#### [YOUR TASK]
In the records below, find the line containing "Target: chrome rocker panel" and the line containing "formatted as [424,6]."; please repeat exactly the lines from one to the other, both included, and nothing more.
*** Begin section ***
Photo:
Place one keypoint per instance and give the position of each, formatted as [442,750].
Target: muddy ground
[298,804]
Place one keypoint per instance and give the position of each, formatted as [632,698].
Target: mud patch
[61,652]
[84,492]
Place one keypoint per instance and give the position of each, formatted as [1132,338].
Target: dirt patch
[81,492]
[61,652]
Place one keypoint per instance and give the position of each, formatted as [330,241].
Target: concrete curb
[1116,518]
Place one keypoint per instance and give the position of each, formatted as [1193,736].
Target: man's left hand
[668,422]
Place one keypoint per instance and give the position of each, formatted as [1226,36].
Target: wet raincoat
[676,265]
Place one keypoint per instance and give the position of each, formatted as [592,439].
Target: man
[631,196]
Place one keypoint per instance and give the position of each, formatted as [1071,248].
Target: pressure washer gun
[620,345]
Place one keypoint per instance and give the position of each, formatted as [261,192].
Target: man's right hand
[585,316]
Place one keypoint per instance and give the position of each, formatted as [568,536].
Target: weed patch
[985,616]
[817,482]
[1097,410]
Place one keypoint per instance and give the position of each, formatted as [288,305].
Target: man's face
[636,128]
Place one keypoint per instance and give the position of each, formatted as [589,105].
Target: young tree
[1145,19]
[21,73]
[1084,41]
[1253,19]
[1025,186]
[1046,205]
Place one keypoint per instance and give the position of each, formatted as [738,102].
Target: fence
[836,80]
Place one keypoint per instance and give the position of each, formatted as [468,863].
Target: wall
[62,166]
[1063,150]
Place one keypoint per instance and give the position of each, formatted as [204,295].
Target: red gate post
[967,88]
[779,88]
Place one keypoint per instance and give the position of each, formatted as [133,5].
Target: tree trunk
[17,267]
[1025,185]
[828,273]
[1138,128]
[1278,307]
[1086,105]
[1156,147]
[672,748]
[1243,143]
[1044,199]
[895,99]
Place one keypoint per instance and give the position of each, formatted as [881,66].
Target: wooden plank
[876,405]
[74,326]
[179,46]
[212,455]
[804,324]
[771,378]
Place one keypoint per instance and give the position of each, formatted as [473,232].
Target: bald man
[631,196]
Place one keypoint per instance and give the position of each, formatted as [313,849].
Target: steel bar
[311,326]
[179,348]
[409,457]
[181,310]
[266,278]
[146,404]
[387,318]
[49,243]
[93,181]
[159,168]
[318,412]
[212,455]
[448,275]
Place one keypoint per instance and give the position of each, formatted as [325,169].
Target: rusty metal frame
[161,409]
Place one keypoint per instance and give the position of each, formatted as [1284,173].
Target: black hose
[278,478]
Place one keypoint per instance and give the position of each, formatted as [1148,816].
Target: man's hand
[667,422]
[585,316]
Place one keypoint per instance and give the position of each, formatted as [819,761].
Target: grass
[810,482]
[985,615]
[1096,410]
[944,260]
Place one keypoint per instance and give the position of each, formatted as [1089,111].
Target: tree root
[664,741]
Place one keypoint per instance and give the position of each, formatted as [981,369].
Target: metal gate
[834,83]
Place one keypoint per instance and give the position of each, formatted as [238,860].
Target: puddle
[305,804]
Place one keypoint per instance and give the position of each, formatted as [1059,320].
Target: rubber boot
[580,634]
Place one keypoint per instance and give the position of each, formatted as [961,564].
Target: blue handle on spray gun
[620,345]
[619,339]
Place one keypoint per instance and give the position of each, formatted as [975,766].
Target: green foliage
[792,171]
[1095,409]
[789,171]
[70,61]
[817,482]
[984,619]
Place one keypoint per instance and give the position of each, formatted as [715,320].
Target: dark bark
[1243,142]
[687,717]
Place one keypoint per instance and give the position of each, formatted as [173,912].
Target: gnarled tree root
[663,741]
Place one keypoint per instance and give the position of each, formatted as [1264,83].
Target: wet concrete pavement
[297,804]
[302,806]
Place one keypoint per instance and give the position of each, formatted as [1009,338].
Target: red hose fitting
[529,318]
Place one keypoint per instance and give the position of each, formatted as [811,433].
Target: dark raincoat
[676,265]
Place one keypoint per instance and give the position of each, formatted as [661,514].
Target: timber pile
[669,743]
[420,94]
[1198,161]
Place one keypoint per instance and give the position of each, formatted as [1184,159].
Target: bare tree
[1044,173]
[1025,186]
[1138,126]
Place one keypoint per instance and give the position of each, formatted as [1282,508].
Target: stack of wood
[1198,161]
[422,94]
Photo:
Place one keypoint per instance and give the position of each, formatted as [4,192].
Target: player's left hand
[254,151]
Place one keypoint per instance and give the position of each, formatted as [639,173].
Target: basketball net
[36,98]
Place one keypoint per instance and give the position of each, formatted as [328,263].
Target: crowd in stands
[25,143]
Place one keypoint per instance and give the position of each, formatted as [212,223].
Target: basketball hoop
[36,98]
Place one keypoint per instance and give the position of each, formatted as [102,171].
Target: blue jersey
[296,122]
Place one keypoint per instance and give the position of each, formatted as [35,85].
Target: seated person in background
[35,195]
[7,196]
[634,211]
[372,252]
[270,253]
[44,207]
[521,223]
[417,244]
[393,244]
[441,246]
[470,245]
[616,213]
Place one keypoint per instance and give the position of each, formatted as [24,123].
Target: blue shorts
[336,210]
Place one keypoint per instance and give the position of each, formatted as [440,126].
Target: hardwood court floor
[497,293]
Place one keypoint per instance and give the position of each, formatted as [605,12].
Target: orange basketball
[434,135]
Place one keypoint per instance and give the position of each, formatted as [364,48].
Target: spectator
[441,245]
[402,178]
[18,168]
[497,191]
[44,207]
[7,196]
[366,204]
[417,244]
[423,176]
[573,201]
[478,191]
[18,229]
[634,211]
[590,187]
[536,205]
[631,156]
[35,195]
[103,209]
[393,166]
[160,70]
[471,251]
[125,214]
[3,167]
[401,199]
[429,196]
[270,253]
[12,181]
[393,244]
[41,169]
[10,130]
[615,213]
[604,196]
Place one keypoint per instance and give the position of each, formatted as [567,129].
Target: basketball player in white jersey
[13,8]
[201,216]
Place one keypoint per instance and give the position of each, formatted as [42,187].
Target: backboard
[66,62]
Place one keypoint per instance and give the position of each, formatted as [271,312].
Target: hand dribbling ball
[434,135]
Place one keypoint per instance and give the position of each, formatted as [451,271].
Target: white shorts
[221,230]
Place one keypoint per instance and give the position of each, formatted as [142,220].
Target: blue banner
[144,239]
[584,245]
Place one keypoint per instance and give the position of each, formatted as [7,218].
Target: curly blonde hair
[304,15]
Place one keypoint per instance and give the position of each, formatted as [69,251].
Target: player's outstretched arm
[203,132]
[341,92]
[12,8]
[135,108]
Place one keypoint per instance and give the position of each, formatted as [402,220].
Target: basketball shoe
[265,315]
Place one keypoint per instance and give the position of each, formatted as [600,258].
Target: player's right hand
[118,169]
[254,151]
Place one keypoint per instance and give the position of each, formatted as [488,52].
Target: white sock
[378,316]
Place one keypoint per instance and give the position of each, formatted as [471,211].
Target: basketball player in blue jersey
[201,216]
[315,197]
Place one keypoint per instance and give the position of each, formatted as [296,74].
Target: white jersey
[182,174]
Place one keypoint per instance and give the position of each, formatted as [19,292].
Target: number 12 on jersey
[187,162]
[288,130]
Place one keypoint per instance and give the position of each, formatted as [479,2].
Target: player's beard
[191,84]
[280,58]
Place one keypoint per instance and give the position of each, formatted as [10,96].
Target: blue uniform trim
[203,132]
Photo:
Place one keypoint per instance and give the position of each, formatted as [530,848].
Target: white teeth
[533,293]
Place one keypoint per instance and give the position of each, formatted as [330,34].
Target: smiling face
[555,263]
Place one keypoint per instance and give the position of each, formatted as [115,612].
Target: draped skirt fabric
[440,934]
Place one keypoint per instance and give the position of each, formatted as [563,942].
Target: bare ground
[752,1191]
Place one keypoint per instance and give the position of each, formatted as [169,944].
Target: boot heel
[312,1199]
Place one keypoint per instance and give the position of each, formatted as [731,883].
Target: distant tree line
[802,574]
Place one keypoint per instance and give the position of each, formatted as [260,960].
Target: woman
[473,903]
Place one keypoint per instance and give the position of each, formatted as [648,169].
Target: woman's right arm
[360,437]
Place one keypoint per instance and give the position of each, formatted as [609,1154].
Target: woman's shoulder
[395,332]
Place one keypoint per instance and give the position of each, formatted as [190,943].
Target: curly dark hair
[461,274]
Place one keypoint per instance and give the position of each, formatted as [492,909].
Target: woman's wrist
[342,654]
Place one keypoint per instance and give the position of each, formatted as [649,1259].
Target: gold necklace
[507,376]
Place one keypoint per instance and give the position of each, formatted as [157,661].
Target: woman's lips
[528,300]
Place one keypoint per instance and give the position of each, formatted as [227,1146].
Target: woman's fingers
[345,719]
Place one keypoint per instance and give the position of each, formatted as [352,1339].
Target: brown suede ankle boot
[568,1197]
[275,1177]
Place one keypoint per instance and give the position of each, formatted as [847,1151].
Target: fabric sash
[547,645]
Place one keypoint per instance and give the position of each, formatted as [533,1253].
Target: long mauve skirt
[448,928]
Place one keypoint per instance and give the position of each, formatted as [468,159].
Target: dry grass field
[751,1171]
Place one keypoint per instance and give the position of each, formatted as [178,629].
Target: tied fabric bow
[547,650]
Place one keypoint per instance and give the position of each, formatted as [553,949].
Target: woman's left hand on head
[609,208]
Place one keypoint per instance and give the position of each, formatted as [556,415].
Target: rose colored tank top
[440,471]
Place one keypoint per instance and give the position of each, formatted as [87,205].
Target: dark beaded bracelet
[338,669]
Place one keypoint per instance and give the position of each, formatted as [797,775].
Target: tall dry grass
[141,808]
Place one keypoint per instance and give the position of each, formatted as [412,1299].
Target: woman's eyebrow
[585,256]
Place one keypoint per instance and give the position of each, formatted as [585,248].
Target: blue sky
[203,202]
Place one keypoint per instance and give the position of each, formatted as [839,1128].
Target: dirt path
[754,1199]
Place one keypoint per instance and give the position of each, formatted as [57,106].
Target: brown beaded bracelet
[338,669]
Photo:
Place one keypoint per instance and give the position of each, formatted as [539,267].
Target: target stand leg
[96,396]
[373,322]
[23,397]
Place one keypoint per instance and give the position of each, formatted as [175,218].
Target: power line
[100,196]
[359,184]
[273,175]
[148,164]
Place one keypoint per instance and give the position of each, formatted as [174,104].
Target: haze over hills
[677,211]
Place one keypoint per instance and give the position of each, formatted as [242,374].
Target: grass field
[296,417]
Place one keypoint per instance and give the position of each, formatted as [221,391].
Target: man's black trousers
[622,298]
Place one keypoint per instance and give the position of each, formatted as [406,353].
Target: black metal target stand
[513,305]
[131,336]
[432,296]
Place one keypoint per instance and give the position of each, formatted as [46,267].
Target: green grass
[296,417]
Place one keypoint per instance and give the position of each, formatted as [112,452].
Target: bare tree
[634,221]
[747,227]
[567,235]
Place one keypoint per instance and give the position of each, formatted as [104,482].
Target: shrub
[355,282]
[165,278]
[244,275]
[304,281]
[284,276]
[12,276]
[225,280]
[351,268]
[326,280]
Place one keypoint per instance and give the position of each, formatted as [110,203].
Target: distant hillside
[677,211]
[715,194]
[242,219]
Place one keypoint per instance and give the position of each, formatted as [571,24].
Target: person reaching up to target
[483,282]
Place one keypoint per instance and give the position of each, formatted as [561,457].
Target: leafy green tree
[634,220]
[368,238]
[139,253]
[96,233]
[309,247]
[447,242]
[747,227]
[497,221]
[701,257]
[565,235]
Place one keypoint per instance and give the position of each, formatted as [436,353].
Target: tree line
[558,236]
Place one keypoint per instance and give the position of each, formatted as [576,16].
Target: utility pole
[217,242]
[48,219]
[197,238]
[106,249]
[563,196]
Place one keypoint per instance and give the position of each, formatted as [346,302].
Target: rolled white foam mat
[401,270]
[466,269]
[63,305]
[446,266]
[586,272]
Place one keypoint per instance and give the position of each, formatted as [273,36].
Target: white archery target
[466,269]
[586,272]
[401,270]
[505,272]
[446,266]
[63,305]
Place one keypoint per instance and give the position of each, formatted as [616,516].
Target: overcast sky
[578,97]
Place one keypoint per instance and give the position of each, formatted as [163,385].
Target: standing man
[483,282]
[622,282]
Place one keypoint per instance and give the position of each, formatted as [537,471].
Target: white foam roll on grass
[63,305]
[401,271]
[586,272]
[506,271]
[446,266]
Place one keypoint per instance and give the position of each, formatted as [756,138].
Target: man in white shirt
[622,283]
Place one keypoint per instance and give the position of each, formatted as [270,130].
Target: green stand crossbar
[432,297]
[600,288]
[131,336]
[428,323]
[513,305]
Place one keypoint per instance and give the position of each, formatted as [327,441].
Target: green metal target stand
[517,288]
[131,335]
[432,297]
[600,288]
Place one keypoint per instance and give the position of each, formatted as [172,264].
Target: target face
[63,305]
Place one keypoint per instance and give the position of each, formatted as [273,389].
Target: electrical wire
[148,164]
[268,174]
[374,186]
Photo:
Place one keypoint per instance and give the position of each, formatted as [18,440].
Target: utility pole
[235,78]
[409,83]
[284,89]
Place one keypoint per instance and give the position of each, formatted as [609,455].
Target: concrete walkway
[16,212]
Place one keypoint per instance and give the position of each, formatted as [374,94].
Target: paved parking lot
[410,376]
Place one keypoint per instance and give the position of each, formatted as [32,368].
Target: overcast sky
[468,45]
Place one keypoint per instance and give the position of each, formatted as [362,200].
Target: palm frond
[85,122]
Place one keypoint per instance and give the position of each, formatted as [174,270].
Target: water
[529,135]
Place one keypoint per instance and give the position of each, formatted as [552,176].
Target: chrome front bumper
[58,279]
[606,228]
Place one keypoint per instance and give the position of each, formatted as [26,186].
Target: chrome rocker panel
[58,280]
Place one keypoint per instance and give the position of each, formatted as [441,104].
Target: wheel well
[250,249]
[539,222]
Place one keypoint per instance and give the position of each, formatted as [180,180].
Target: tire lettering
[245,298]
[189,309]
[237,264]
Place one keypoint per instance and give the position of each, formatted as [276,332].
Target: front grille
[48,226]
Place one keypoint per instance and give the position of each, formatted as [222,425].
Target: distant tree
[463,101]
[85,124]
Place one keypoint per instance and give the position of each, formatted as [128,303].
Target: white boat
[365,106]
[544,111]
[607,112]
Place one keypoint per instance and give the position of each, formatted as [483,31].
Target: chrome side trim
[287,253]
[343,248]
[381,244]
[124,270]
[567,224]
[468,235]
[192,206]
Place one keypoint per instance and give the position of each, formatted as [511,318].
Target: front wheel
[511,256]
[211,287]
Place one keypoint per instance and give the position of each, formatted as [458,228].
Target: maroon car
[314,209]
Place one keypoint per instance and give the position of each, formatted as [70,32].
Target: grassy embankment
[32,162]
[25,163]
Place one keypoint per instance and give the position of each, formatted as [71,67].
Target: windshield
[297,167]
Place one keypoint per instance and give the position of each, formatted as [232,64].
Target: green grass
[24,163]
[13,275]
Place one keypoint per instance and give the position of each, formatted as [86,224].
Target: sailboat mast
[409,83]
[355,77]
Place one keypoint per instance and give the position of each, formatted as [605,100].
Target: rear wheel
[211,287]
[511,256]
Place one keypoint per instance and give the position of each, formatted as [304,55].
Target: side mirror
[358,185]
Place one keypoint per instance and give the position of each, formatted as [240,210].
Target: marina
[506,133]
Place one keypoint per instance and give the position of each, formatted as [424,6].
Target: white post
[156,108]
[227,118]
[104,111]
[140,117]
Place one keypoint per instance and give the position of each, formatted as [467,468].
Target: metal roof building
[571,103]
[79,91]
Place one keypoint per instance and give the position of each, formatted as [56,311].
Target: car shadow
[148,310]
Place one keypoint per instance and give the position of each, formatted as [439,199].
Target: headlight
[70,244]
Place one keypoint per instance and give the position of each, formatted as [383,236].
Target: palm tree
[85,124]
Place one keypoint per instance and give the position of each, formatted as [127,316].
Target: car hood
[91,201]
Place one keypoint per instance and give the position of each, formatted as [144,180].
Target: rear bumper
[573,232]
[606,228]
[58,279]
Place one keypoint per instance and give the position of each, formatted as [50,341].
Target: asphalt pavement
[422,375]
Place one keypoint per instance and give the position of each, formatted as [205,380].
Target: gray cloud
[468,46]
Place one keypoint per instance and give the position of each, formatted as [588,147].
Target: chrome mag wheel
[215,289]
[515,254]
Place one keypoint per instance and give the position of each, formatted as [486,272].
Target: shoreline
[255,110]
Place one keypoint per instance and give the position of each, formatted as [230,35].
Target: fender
*** End section ***
#### [RESPONSE BOX]
Target: chrome rocker panel
[58,280]
Place one keypoint per instance and give the position of each, formatted as [441,104].
Target: wheel well
[250,249]
[539,222]
Place one keypoint per instance and give the position of each, formatted as [180,180].
Target: tire lettering
[245,298]
[189,309]
[237,264]
Place one keypoint per instance and give the position of each, formatted as [276,332].
Target: front grille
[48,226]
Place one keypoint per instance and give the position of each, formatted as [222,425].
Target: distant tree
[463,101]
[85,124]
Place one keypoint per instance and give the position of each, formatted as [128,303].
Target: white boat
[365,106]
[544,111]
[607,112]
Place one keypoint per instance and give the position of each, formatted as [483,31].
Target: chrome side trim
[287,253]
[343,248]
[381,244]
[124,270]
[567,224]
[468,235]
[192,206]
Place one keypoint per instance and give the position of each, formatted as [511,318].
Target: front wheel
[511,256]
[211,287]
Place one keypoint per instance and give the position of each, formatted as [458,228].
Target: maroon car
[314,209]
Place one keypoint per instance and give the position of each, formatted as [70,32].
Target: grassy embankment
[32,162]
[25,163]
Place one keypoint per instance and give the position of each, formatted as [71,67].
Target: windshield
[297,167]
Place one keypoint per instance and give the position of each, formatted as [232,64].
Target: green grass
[24,163]
[13,275]
Place one keypoint per instance and give the position of each, formatted as [86,224].
Target: sailboat mast
[409,83]
[355,77]
Place one keypoint per instance and give the position of each, formatted as [605,100].
Target: rear wheel
[211,287]
[511,256]
Place one keypoint per instance and give the position of each, formatted as [304,55].
Target: side mirror
[358,185]
Place one keypoint per instance and give the position of each, formatted as [240,210].
Target: marina
[506,133]
Place one keypoint per instance and give the position of each, formatted as [424,6].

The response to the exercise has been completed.